HOW TO COMPLETE THIS TASK: Every line below that contains the word "morro" must be copied.

INPUT MATERIAL:
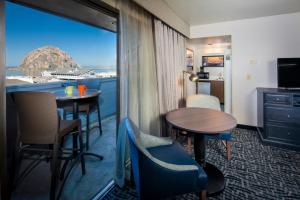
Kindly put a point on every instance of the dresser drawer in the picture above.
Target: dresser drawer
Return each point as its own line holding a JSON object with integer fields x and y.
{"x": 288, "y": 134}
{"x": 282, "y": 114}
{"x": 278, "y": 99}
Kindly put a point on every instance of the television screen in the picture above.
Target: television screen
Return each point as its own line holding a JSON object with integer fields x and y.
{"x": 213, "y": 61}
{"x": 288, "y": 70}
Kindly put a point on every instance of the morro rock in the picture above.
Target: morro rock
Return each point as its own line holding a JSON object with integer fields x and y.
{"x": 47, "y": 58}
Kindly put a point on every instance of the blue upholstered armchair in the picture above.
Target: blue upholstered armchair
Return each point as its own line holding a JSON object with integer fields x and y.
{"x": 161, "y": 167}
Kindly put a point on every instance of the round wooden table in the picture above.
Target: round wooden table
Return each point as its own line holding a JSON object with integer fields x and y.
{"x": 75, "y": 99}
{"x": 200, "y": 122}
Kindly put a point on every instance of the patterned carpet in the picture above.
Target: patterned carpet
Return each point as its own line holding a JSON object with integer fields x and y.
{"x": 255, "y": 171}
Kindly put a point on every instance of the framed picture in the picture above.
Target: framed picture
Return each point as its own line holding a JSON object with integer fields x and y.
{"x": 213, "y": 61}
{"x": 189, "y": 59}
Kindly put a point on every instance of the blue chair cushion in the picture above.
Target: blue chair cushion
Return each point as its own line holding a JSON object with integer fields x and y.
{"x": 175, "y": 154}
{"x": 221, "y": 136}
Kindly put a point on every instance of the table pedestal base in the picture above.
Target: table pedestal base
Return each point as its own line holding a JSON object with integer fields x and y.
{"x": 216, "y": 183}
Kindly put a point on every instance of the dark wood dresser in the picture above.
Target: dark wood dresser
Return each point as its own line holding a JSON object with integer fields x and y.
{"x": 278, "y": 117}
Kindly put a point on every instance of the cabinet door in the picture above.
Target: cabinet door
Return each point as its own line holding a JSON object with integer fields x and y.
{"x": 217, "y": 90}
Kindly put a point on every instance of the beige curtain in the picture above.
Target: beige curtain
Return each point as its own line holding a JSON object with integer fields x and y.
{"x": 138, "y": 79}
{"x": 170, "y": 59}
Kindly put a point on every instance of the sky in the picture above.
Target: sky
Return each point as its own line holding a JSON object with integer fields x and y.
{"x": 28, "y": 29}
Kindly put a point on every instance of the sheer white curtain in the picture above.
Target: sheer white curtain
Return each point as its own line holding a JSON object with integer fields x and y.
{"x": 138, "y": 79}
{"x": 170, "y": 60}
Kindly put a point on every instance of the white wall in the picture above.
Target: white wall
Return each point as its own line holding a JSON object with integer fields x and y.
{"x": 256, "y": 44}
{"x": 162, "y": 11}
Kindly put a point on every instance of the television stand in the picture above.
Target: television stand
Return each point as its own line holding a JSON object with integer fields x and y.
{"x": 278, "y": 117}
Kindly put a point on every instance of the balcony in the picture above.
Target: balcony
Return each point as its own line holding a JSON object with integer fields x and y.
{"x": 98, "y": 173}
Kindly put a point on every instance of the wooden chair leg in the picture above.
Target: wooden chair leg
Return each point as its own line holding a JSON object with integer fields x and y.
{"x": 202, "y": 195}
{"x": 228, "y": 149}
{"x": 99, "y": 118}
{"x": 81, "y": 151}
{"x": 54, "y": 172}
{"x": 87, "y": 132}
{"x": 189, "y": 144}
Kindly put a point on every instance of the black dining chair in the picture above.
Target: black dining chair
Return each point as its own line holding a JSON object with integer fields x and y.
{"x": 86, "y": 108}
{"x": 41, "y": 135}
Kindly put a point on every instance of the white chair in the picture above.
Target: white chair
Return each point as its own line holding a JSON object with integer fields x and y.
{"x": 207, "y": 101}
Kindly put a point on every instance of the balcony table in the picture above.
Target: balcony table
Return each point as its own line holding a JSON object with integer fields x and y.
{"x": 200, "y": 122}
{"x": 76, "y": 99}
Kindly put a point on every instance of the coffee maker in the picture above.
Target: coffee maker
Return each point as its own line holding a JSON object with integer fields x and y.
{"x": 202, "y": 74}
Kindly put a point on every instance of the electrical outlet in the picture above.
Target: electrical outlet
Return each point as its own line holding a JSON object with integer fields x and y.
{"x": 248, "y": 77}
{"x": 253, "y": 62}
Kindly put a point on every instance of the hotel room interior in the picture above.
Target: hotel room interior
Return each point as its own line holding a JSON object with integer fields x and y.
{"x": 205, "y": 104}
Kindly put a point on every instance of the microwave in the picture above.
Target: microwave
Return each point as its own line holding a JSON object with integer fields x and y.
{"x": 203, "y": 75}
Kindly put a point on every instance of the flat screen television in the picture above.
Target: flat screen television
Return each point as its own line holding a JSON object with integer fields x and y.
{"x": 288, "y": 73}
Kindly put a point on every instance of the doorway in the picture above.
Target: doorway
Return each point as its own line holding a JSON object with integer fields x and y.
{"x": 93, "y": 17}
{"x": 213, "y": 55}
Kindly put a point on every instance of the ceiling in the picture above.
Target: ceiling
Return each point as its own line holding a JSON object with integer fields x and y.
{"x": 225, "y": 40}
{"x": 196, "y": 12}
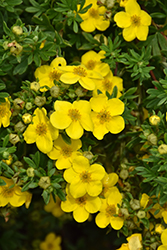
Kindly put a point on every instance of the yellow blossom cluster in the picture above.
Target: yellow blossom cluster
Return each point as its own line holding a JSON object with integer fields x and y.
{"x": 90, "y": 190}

TASK ANSWER:
Kindly put a point on every instance of the morro rock in the picture above.
Target: morro rock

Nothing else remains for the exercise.